AVAILABLE RECORDS |

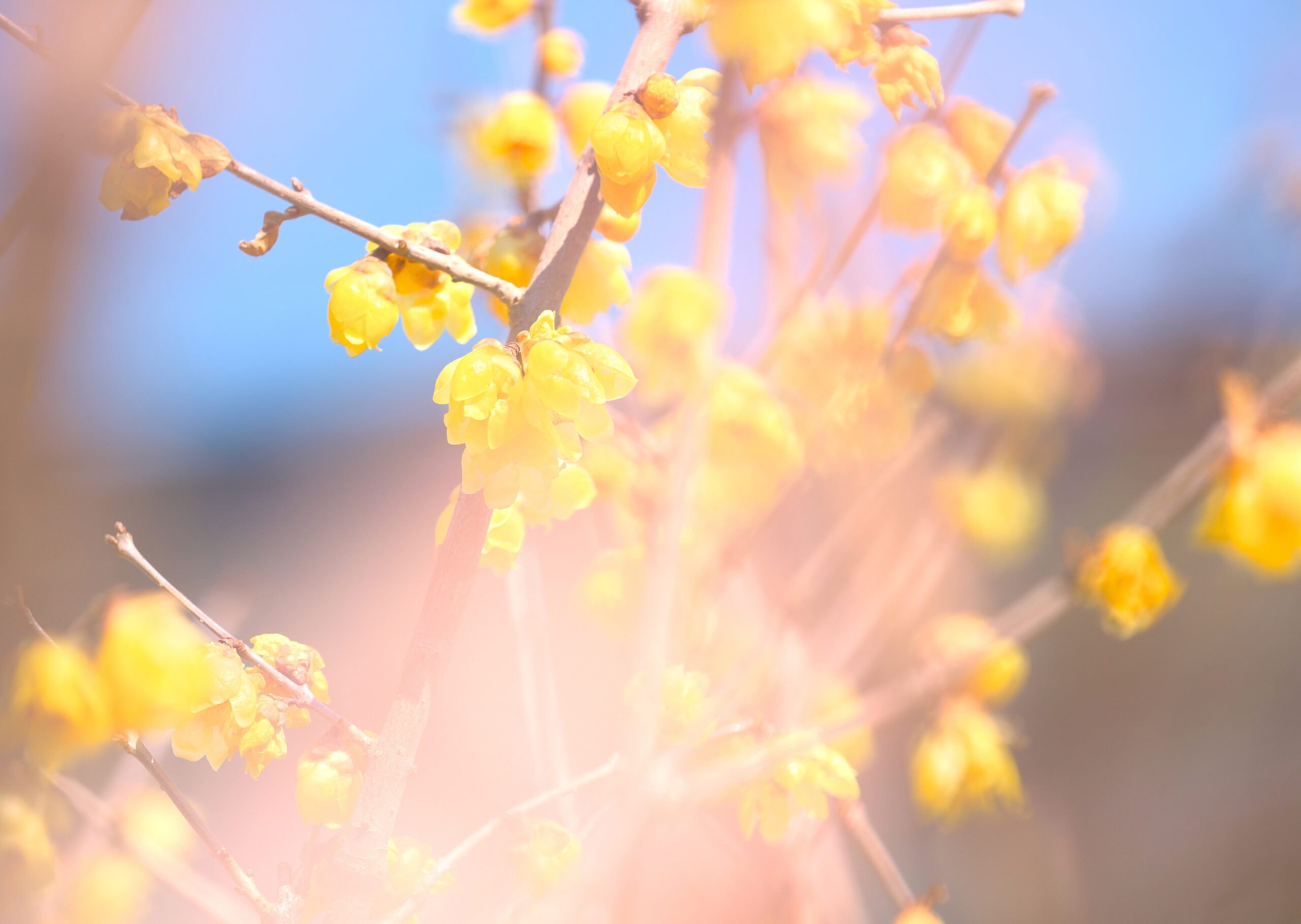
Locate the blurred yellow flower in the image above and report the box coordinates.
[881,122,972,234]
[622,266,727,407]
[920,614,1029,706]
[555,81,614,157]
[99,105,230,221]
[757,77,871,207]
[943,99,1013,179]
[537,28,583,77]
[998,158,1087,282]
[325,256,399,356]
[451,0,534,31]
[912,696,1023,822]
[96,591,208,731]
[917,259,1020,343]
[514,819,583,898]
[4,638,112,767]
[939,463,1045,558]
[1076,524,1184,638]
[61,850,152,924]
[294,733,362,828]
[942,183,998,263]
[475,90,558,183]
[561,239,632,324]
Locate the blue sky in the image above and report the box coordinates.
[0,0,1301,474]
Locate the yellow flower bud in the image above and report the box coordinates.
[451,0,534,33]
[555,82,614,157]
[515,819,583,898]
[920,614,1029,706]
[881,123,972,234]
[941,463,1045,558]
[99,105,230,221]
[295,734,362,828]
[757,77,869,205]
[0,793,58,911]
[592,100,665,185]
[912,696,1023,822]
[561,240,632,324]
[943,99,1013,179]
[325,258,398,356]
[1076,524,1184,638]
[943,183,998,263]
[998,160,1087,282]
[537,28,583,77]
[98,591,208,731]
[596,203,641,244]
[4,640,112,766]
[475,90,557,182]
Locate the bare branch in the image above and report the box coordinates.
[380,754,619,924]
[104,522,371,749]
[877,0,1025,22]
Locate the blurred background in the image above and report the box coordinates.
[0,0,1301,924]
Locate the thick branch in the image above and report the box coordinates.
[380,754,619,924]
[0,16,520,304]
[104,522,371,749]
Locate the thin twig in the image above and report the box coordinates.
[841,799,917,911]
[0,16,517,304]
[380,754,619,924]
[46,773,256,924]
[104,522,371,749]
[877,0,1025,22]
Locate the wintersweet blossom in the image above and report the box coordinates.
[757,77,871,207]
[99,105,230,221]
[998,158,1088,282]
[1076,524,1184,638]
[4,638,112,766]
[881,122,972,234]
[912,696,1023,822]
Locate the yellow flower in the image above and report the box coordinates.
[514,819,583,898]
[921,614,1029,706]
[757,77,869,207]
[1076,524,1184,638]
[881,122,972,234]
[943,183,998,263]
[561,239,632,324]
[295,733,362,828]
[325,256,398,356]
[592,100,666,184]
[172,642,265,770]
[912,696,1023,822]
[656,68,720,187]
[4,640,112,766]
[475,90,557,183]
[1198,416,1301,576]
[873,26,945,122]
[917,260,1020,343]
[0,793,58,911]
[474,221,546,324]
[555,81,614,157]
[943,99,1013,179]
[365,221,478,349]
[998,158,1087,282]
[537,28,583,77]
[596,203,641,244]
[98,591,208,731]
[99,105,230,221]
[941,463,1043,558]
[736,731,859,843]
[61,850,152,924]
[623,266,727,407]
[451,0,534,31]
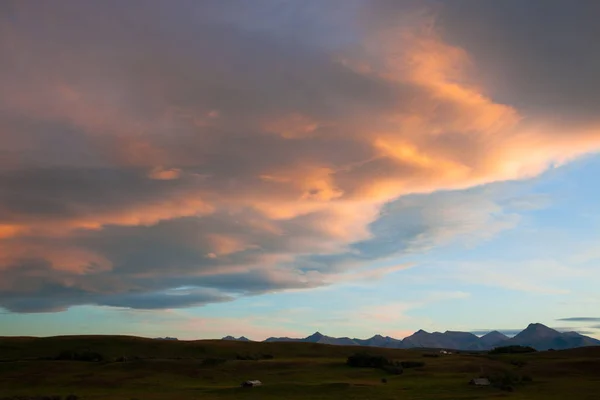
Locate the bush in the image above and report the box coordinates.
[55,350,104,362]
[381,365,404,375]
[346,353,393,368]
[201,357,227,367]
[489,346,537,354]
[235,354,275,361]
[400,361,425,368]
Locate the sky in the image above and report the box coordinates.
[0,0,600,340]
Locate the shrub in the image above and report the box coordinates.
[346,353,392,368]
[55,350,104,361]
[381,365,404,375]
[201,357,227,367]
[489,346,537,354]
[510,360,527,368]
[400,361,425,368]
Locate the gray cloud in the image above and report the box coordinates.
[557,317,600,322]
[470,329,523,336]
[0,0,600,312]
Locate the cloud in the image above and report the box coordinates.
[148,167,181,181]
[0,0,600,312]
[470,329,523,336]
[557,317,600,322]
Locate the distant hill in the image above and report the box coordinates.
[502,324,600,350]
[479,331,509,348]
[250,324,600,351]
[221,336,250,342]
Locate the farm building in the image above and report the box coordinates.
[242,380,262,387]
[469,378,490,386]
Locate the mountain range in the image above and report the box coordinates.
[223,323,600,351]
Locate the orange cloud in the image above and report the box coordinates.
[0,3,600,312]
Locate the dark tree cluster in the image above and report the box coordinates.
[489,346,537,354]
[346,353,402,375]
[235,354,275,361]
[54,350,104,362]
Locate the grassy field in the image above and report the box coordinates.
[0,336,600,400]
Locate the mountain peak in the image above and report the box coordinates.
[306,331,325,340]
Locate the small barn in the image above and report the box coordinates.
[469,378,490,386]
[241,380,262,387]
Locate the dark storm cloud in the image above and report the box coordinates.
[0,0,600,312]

==

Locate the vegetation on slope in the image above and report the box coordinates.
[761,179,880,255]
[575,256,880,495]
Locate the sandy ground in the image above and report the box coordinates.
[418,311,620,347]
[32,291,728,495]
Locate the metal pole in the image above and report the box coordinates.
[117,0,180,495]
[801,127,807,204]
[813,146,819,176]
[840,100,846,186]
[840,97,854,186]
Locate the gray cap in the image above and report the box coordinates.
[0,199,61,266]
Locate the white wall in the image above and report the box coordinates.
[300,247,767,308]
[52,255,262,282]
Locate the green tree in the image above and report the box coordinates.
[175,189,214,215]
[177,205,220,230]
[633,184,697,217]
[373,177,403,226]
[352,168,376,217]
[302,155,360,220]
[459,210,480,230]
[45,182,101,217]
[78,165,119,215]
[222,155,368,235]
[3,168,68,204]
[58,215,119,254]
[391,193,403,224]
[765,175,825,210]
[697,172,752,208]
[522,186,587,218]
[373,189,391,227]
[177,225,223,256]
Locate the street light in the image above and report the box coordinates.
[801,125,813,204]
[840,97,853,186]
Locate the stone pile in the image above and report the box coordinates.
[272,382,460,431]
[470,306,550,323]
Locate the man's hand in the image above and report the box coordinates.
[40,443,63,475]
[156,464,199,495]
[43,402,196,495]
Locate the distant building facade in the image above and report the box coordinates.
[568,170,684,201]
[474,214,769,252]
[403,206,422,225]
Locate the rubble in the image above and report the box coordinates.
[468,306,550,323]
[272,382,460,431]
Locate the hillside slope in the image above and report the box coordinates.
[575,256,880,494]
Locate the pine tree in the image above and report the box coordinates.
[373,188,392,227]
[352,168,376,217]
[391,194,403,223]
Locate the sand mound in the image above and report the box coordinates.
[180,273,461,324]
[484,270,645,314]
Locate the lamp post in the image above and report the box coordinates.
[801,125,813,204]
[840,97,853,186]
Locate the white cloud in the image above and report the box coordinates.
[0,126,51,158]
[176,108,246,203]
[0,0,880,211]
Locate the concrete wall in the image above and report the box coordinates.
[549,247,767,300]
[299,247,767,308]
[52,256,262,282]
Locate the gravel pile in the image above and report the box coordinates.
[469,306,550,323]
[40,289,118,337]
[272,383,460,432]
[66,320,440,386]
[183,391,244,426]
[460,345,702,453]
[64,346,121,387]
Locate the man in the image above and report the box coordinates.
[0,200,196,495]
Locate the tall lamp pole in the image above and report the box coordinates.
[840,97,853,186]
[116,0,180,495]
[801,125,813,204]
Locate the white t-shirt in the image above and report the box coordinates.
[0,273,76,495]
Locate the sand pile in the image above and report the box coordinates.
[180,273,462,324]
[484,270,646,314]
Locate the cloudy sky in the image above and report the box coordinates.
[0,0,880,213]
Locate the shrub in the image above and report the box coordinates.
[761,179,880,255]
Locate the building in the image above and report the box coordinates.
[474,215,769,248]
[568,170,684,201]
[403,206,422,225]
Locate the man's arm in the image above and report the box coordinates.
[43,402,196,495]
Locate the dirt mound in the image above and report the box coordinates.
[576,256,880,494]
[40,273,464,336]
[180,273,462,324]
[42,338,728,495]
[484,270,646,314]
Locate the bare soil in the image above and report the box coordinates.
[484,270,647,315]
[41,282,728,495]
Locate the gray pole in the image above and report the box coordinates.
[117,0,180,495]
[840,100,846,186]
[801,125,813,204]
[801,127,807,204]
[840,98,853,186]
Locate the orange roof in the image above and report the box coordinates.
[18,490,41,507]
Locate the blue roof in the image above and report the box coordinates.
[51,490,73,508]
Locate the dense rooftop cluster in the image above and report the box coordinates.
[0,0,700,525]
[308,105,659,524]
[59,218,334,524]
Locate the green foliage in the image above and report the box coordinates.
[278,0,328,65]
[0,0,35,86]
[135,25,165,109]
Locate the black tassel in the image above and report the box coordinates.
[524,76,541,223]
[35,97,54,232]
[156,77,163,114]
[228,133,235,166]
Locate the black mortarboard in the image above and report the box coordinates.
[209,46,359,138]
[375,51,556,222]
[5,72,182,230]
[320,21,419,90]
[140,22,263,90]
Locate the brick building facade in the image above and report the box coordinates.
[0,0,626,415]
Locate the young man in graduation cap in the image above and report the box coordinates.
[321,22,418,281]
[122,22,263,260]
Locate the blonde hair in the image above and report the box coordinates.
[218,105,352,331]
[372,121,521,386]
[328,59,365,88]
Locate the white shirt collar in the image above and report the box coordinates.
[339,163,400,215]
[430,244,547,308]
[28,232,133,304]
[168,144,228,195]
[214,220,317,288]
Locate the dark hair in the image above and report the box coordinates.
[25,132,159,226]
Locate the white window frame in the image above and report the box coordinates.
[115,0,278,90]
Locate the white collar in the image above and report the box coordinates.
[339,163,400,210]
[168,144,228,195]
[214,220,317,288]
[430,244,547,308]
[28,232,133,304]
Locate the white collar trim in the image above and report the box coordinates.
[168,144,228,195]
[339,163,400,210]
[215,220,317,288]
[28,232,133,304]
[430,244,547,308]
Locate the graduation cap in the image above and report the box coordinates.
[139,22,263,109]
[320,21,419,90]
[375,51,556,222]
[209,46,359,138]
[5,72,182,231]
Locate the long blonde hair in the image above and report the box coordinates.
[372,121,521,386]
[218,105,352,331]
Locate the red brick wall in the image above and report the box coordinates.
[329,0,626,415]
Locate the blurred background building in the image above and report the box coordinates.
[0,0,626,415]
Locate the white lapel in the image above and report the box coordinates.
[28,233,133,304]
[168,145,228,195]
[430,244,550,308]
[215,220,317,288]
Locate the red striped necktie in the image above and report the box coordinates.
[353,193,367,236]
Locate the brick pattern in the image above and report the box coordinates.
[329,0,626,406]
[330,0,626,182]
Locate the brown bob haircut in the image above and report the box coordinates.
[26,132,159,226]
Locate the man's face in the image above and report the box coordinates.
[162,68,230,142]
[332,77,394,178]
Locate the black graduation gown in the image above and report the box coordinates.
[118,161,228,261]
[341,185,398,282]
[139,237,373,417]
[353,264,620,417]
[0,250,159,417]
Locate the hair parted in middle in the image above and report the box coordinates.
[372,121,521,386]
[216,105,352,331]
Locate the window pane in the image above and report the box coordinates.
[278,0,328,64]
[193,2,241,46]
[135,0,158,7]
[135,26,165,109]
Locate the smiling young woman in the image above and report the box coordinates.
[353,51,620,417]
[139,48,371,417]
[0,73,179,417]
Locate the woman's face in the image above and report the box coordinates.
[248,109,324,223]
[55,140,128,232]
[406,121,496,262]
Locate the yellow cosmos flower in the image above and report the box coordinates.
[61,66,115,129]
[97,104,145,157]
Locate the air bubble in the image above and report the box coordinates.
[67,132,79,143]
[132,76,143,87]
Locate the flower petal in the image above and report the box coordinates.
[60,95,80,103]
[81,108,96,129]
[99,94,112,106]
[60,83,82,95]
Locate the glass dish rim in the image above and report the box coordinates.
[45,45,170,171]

WHAT YOU WILL DO |
Rescale the stretch of the listing that opens with the line containing "Locate the blurred yellow" and closes with the line containing "[475,90,557,182]", both lines included, by reproducing every line in it with the request wording unchanged and each box coordinate multiplied by 2.3, rounded to a whole number with halves going up. Return only those lines.

RESPONSE |
Locate the blurred yellow flower in the image above and report the box coordinates.
[2026,281,2236,538]
[1431,612,1672,936]
[2116,1412,2367,1624]
[1277,186,1412,361]
[228,242,529,508]
[1741,177,2003,476]
[2169,228,2330,412]
[1235,64,1341,177]
[2295,363,2500,649]
[748,589,918,819]
[1037,0,1228,71]
[2098,1601,2353,1891]
[221,1359,478,1681]
[2109,596,2346,789]
[1182,1884,1341,2065]
[9,1467,258,1764]
[2160,1065,2404,1283]
[2475,1205,2723,1467]
[140,1955,350,2125]
[676,1686,833,1904]
[2167,421,2295,605]
[1093,207,1283,421]
[1290,550,1454,745]
Locate the blue sky in the image above and report the box coordinates.
[0,0,2992,1090]
Locate the yellow flower bud in the image above and report the box coordinates.
[1037,0,1228,76]
[1277,189,1412,361]
[1185,1884,1341,2065]
[2116,1412,2367,1624]
[2026,283,2236,538]
[2164,1065,2404,1283]
[228,242,529,508]
[679,1688,833,1904]
[1741,177,1999,472]
[0,1824,133,2095]
[1362,230,1530,426]
[2098,1601,2353,1891]
[1290,552,1454,745]
[2169,228,2330,412]
[748,593,915,819]
[2475,1205,2723,1467]
[2169,421,2295,605]
[2295,368,2500,649]
[1235,64,1341,177]
[225,1359,478,1681]
[1371,467,1474,561]
[9,1472,258,1762]
[1093,207,1281,419]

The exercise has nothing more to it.